THE RECORDS:
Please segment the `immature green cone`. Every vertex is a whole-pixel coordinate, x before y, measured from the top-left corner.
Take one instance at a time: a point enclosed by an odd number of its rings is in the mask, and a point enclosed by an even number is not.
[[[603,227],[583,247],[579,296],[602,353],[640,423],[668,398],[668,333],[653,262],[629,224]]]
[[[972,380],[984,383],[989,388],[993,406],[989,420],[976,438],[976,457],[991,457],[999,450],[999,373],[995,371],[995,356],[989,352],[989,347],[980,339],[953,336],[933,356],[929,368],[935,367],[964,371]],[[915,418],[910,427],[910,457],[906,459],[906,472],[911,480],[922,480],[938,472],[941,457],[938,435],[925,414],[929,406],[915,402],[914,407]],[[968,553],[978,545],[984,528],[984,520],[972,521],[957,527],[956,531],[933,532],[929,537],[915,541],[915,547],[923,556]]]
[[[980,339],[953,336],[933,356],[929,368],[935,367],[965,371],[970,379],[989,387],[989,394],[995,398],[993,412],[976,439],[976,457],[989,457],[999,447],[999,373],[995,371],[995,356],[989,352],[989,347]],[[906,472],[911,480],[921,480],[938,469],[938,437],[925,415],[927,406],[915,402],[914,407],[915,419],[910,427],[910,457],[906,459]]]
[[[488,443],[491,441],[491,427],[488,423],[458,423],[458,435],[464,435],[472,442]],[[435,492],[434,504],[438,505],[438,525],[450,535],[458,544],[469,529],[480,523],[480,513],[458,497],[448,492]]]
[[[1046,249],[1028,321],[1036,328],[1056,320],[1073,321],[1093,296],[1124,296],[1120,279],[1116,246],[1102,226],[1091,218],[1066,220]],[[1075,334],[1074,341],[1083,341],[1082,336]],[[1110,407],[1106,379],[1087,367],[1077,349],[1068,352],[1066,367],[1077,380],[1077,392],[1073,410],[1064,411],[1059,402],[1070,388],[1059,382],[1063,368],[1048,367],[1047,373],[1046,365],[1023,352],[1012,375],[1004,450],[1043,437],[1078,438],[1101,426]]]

INSTRUCTION:
Render each non-blank line of the listing above as a row of a Markdown table with two columns, Row and Line, numbering the rows in order.

ANSWER FOR THE TASK:
| Row | Line |
|---|---|
| 1 | Please segment the `immature green cone`. Every vertex is a whole-pixel coordinate, x before y, measured from the top-left corner. |
| 2 | Take one instance at a time: a point enclosed by an odd number of its rings is in the mask, and a point enclosed by an even number is not. |
| 3 | [[[603,227],[583,247],[579,296],[602,353],[640,423],[668,398],[668,333],[653,262],[629,224]]] |
| 4 | [[[972,380],[984,383],[989,388],[993,406],[989,420],[976,438],[976,457],[991,457],[999,450],[999,373],[995,371],[995,356],[989,352],[989,347],[980,339],[953,336],[933,356],[929,368],[935,367],[964,371]],[[915,418],[910,427],[910,457],[906,459],[906,472],[911,480],[922,480],[938,472],[941,457],[938,435],[925,414],[929,406],[915,402],[914,407]],[[968,553],[978,545],[984,528],[984,520],[972,521],[957,527],[956,531],[933,532],[929,537],[915,541],[915,547],[923,556]]] |
| 5 | [[[980,339],[953,336],[933,356],[929,368],[935,367],[965,371],[970,379],[989,387],[989,394],[995,398],[993,412],[976,439],[976,457],[989,457],[999,447],[999,373],[995,371],[995,356],[989,352],[989,347]],[[906,472],[911,480],[921,480],[938,469],[938,437],[925,415],[927,406],[915,402],[914,407],[915,419],[910,427],[910,457],[906,459]]] |
| 6 | [[[488,443],[491,441],[491,427],[488,423],[458,423],[458,435],[464,435],[472,442]],[[435,492],[434,504],[438,505],[438,525],[450,535],[458,544],[469,529],[480,523],[480,513],[458,497],[448,492]]] |
| 7 | [[[1046,249],[1028,321],[1036,328],[1056,320],[1073,321],[1093,296],[1124,296],[1120,279],[1116,246],[1102,226],[1091,218],[1066,220]],[[1075,334],[1074,341],[1083,341],[1082,336]],[[1110,407],[1106,379],[1087,367],[1077,349],[1068,352],[1066,367],[1077,380],[1077,392],[1073,410],[1064,411],[1059,402],[1070,388],[1059,382],[1063,368],[1048,367],[1047,373],[1046,365],[1023,352],[1012,375],[1004,450],[1043,437],[1078,438],[1101,426]]] |